Excerpted text:
-- begin --

From: Ido Schimmel <idosch@mellanox.com>

In case we got a replace event, then the replaced route must exist. If
the route isn't capable of multipath, then replace first matching
non-multipath capable route.

If the route is capable of multipath and matching multipath capable
route is found, then replace it. Otherwise, replace first matching
non-multipath capable route.

The new route is inserted before the replaced one. In case the replaced
route is currently offloaded, then it's overwritten in the device's table
by the new route and later deleted, thus not impacting routed traffic.

Signed-off-by: Ido Schimmel <idosch@mellanox.com>
Signed-off-by: Jiri Pirko <jiri@mellanox.com>
---
 .../net/ethernet/mellanox/mlxsw/spectrum_router.c  | 63 +++++++++++++++++-----
 1 file changed, 49 insertions(+), 14 deletions(-)

diff --git a/drivers/net/ethernet/mellanox/mlxsw/spectrum_router.c b/drivers/net/ethernet/mellanox/mlxsw/spectrum_router.c
index 2345c00..cded8e8 100644
--- a/drivers/net/ethernet/mellanox/mlxsw/spectrum_router.c
+++ b/drivers/net/ethernet/mellanox/mlxsw/spectrum_router.c
@@ -3035,11 +3035,11 @@ mlxsw_sp_fib6_entry_rt(const struct mlxsw_sp_fib6_entry *fib6_entry)
 
 static struct mlxsw_sp_fib6_entry *
 mlxsw_sp_fib6_node_mp_entry_find(const struct mlxsw_sp_fib_node *fib_node,
-				 const struct rt6_info *nrt)
+				 const struct rt6_info *nrt, bool replace)
 {
 	struct mlxsw_sp_fib6_entry *fib6_entry;
 
-	if (!mlxsw_sp_fib6_rt_can_mp(nrt))
+	if (!mlxsw_sp_fib6_rt_can_mp(nrt) || replace)
 		return NULL;
 
 	list_for_each_entry(fib6_entry, &fib_node->entry_list, common.list) {
@@ -3371,9 +3371,9 @@ static void mlxsw_sp_fib6_entry_destroy(struct mlxsw_sp *mlxsw_sp,
 
 static struct mlxsw_sp_fib6_entry *
 mlxsw_sp_fib6_node_entry_find(const struct mlxsw_sp_fib_node *fib_node,
-			      const struct rt6_info *nrt)
+			      const struct rt6_info *nrt, bool replace)

-- end --

Dataset entries:
-- begin --

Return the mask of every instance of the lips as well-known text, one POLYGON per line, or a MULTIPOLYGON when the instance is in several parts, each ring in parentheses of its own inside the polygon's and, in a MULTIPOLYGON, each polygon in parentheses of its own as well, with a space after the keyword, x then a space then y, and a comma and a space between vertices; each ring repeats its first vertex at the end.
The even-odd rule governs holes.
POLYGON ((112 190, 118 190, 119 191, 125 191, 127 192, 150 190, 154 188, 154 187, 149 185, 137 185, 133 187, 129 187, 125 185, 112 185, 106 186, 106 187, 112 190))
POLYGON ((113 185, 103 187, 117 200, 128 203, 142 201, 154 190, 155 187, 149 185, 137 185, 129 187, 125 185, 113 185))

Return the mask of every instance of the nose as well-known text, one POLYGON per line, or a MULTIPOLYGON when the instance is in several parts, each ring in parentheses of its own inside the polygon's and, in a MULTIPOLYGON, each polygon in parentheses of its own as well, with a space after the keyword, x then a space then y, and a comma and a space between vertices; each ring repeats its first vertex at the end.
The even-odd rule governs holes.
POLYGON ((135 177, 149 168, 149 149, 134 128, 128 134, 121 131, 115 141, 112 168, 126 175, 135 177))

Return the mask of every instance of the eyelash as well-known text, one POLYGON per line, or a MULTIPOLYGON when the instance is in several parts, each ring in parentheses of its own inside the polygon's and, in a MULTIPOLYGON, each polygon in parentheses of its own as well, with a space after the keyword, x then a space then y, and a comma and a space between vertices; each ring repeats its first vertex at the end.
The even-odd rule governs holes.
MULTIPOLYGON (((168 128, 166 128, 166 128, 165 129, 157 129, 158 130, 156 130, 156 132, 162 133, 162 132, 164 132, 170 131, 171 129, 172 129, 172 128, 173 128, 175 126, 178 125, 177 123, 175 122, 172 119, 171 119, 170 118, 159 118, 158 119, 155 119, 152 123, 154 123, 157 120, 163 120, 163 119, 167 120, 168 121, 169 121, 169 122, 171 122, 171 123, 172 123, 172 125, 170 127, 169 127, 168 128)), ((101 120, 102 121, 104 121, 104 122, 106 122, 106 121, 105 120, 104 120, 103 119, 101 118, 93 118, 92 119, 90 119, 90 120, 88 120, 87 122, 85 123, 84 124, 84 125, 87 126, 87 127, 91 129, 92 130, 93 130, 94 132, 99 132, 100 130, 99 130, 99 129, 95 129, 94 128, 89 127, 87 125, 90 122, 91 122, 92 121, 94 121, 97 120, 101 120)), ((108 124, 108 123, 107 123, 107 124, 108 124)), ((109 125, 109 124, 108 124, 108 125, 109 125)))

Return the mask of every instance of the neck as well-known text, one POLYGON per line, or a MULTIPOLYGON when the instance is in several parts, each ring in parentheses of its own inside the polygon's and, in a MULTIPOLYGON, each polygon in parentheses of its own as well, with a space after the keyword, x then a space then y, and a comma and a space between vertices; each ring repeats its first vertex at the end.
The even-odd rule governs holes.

-- end --

Aim of the task: Resume the mlxsw route-replace patch, picking up right after its last line.

Answer for this exercise:
 {
-	struct mlxsw_sp_fib6_entry *fib6_entry;
+	struct mlxsw_sp_fib6_entry *fib6_entry, *fallback = NULL;
 
 	list_for_each_entry(fib6_entry, &fib_node->entry_list, common.list) {
 		struct rt6_info *rt = mlxsw_sp_fib6_entry_rt(fib6_entry);
@@ -3382,21 +3382,32 @@ mlxsw_sp_fib6_node_entry_find(const struct mlxsw_sp_fib_node *fib_node,
 			continue;
 		if (rt->rt6i_table->tb6_id != nrt->rt6i_table->tb6_id)
 			break;
+		if (replace && rt->rt6i_metric == nrt->rt6i_metric) {
+			if (mlxsw_sp_fib6_rt_can_mp(rt) ==
+			    mlxsw_sp_fib6_rt_can_mp(nrt))
+				return fib6_entry;
+			if (mlxsw_sp_fib6_rt_can_mp(nrt))
+				fallback = fallback ?: fib6_entry;
+		}
 		if (rt->rt6i_metric > nrt->rt6i_metric)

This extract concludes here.